[Annotation dataset entries]
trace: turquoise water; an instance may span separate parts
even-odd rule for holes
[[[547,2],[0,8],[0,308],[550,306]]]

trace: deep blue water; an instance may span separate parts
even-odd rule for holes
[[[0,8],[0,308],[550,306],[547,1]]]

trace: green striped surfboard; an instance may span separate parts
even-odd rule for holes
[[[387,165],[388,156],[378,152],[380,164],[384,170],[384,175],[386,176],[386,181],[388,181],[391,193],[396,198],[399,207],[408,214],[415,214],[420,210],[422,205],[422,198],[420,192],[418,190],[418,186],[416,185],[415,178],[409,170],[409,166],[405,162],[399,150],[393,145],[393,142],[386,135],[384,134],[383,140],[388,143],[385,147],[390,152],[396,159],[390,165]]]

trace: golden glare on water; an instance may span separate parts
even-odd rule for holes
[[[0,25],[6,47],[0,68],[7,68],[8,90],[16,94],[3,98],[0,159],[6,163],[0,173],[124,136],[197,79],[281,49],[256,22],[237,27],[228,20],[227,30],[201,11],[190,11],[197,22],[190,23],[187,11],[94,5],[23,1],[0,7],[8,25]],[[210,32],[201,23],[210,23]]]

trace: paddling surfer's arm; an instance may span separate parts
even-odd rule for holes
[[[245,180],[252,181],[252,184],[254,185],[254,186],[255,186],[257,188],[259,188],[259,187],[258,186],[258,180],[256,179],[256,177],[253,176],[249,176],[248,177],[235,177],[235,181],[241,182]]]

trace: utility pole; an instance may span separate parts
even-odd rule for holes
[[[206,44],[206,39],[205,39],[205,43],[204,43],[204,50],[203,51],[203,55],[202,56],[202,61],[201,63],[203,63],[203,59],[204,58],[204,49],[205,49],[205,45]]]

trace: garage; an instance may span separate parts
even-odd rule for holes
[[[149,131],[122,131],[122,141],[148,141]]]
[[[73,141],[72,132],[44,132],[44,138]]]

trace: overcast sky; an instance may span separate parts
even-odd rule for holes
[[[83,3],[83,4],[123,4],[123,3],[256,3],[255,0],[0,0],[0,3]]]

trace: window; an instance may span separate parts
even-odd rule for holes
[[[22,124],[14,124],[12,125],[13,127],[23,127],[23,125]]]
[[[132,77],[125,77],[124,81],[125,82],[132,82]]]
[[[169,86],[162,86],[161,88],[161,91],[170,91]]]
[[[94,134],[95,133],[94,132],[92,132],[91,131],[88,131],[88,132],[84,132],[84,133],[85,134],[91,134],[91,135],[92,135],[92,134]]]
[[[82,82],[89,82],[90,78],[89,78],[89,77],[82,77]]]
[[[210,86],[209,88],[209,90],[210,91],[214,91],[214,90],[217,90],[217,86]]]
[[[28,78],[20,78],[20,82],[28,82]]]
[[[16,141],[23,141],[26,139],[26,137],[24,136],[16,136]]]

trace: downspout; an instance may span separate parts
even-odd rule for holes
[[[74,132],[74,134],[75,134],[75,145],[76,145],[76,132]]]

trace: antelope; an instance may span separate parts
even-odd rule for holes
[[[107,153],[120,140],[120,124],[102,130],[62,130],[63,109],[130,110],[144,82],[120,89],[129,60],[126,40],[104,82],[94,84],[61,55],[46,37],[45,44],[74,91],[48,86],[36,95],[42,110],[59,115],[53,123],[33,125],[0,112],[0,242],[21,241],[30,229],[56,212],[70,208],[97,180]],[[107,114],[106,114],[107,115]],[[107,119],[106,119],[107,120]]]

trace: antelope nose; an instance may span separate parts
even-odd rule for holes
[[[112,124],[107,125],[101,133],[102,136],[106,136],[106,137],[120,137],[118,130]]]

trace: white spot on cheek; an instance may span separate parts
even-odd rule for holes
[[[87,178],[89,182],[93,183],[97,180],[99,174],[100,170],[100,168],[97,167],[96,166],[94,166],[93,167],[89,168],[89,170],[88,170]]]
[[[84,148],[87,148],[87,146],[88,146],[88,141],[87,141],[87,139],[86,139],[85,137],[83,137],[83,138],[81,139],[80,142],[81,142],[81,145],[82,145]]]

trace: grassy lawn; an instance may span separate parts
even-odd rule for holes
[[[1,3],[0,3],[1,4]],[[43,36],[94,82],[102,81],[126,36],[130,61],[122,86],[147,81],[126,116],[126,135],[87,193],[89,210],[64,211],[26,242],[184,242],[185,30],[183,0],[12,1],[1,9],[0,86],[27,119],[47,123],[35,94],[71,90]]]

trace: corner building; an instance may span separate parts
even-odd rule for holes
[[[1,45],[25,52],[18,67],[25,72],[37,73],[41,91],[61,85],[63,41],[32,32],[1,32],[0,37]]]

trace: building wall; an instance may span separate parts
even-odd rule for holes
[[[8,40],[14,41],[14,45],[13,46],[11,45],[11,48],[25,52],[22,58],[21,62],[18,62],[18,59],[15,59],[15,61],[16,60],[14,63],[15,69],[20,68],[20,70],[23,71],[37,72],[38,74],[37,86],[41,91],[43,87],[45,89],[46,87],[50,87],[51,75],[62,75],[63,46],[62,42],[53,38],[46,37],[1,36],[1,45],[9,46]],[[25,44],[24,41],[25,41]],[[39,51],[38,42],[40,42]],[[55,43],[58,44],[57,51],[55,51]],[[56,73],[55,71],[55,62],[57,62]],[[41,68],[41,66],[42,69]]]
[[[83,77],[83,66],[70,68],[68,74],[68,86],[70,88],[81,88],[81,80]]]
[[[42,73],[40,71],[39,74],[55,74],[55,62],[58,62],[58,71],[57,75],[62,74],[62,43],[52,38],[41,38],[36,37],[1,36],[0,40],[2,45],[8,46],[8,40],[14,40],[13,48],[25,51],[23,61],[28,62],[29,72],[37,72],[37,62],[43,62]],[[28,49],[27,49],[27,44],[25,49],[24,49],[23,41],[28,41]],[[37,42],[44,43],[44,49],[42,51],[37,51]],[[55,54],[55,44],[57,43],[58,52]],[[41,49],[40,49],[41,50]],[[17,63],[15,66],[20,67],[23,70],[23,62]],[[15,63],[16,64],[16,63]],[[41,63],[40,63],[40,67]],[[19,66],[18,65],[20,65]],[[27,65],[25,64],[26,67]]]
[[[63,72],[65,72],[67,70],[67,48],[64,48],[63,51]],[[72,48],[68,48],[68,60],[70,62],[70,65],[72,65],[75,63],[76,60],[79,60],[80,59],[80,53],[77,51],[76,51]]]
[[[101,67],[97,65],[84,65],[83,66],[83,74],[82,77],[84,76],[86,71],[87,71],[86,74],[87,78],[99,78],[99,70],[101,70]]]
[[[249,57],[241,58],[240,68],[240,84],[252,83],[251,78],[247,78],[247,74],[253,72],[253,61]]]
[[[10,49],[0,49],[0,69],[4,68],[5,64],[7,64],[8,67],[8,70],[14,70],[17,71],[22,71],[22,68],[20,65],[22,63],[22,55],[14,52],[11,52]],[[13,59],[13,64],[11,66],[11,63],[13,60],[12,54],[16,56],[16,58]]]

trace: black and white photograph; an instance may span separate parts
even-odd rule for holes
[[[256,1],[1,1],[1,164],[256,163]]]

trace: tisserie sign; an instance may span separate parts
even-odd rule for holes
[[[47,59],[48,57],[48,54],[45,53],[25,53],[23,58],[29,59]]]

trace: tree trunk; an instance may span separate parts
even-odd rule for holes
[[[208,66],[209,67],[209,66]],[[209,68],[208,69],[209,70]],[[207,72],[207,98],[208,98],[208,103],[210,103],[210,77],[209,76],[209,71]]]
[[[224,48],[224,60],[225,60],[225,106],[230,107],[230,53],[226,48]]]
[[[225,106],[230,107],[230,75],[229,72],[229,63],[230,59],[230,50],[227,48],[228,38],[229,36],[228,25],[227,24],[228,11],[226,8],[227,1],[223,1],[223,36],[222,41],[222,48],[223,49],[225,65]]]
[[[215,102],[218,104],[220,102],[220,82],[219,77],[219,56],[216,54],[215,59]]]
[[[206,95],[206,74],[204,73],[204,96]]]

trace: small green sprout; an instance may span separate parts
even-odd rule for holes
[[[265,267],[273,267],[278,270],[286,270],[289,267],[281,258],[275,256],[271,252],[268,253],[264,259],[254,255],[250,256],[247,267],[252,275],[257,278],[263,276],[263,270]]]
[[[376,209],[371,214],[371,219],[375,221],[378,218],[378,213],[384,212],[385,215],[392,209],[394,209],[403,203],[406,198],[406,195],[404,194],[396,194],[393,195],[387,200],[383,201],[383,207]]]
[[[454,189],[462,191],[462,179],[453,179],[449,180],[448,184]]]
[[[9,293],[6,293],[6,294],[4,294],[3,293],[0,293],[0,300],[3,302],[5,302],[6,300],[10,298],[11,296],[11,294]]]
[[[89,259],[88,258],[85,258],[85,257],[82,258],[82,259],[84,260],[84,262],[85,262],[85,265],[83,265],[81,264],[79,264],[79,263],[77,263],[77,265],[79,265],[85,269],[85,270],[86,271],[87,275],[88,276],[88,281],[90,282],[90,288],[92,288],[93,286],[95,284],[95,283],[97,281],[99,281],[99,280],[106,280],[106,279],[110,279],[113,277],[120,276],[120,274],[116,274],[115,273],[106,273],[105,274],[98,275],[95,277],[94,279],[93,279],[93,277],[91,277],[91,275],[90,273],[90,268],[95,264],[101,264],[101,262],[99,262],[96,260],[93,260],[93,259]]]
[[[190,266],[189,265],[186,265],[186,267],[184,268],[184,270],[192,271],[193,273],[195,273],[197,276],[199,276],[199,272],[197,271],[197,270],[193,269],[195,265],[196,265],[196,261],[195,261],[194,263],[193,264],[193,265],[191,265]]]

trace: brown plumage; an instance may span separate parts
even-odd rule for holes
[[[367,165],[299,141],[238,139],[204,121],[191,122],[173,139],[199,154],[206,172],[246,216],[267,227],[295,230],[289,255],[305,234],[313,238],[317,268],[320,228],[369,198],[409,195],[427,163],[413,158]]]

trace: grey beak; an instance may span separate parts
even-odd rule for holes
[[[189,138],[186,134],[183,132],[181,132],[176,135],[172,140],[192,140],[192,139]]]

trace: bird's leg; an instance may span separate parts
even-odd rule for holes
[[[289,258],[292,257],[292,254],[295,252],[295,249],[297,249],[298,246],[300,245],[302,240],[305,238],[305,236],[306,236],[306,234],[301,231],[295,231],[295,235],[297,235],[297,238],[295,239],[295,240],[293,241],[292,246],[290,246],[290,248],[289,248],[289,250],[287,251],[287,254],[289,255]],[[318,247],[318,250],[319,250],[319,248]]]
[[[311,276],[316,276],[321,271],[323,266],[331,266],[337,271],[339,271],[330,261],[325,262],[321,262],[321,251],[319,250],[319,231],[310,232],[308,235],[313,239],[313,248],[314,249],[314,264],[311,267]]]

==

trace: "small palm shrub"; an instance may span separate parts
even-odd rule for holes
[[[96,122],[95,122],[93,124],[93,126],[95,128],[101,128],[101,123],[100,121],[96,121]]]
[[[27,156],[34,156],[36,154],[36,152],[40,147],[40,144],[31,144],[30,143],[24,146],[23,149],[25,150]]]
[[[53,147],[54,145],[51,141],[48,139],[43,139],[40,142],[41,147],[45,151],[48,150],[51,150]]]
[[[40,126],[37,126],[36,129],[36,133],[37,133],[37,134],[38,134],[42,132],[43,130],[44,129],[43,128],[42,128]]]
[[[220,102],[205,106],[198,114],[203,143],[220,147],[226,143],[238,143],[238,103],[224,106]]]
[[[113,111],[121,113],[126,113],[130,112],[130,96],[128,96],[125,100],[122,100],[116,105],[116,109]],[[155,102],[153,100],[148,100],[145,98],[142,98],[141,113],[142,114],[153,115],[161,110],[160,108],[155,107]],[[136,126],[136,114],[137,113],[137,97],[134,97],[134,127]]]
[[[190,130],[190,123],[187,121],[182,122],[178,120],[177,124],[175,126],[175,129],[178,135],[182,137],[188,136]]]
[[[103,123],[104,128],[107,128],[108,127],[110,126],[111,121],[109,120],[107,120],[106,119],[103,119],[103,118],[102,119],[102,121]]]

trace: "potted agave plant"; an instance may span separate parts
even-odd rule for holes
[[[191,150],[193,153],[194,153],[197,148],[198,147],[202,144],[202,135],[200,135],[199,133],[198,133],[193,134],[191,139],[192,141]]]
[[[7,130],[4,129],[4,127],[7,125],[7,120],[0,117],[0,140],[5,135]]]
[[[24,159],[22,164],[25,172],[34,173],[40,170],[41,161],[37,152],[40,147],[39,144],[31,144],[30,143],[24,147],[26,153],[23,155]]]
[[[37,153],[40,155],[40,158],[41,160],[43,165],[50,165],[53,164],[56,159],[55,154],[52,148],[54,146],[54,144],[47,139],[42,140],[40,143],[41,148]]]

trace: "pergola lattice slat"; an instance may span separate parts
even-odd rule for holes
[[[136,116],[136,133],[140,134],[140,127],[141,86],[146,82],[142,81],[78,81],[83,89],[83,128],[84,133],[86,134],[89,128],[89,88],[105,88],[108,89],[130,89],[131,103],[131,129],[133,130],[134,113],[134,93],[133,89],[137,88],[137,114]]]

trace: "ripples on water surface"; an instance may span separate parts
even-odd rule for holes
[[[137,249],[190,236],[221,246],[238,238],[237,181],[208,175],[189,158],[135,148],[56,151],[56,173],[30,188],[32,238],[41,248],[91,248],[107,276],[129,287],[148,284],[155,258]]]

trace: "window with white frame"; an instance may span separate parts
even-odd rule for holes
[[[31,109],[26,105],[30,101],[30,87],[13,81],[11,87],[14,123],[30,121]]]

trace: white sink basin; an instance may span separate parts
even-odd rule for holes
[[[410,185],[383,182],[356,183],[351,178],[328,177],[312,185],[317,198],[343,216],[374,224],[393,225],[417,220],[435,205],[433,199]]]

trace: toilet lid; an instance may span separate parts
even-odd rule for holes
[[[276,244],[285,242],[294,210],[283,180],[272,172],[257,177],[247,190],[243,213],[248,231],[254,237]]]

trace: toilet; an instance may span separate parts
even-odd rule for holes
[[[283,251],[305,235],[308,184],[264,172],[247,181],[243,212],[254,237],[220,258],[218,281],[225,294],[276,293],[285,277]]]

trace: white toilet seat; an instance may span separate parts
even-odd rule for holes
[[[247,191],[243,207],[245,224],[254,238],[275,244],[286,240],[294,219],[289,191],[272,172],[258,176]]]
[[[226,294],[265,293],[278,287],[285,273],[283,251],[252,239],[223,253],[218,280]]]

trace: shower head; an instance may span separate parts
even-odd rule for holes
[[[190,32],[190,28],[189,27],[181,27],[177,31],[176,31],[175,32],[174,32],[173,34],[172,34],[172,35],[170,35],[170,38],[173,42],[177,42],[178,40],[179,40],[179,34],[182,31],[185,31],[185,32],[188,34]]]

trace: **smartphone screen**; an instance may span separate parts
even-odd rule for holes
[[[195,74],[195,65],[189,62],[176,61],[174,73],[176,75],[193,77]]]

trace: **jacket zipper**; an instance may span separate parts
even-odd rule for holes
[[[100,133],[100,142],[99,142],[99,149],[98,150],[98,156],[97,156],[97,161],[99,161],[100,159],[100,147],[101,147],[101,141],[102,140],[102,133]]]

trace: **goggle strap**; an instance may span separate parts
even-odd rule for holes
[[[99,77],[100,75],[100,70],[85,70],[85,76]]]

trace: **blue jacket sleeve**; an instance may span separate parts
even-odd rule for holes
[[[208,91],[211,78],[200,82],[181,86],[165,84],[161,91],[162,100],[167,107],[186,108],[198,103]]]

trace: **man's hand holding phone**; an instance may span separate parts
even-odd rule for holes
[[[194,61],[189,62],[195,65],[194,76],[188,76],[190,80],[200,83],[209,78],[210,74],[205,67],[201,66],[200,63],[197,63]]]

◆ OBJECTIVE ◆
Change "downspout" to "drainpipe" in the material starting at the line containing "trace: garage; an" and ending at the line containing "[[[74,132],[74,134],[75,134],[75,145],[76,145],[76,132]]]". Leave everything else in those lines as it is, and return only those lines.

◆ COMPLETE ANSWER ◆
trace: garage; an instance may span separate parts
even-odd rule for holes
[[[149,131],[122,131],[122,141],[148,141]]]
[[[73,141],[72,132],[44,132],[44,138]]]

trace: overcast sky; an instance may span separate parts
even-odd rule for holes
[[[83,3],[83,4],[123,4],[123,3],[256,3],[255,0],[0,0],[0,3]]]

trace: window; an instance may span separate parts
even-odd rule for holes
[[[22,124],[14,124],[12,125],[13,127],[23,127],[23,125]]]
[[[132,77],[125,77],[124,81],[125,82],[132,82]]]
[[[169,86],[162,86],[161,88],[161,91],[170,91]]]
[[[94,134],[95,133],[94,132],[92,132],[91,131],[88,131],[88,132],[84,132],[84,133],[85,134],[91,134],[91,135],[92,135],[92,134]]]
[[[82,82],[89,82],[90,78],[89,78],[89,77],[82,77]]]
[[[210,86],[209,88],[209,90],[210,91],[214,91],[214,90],[217,90],[217,86]]]
[[[28,78],[20,78],[20,82],[28,82]]]
[[[16,141],[23,141],[26,139],[26,137],[24,136],[16,136]]]

trace: drainpipe; an instance may span separate parts
even-odd rule for holes
[[[74,132],[74,134],[75,134],[75,145],[76,145],[76,132]]]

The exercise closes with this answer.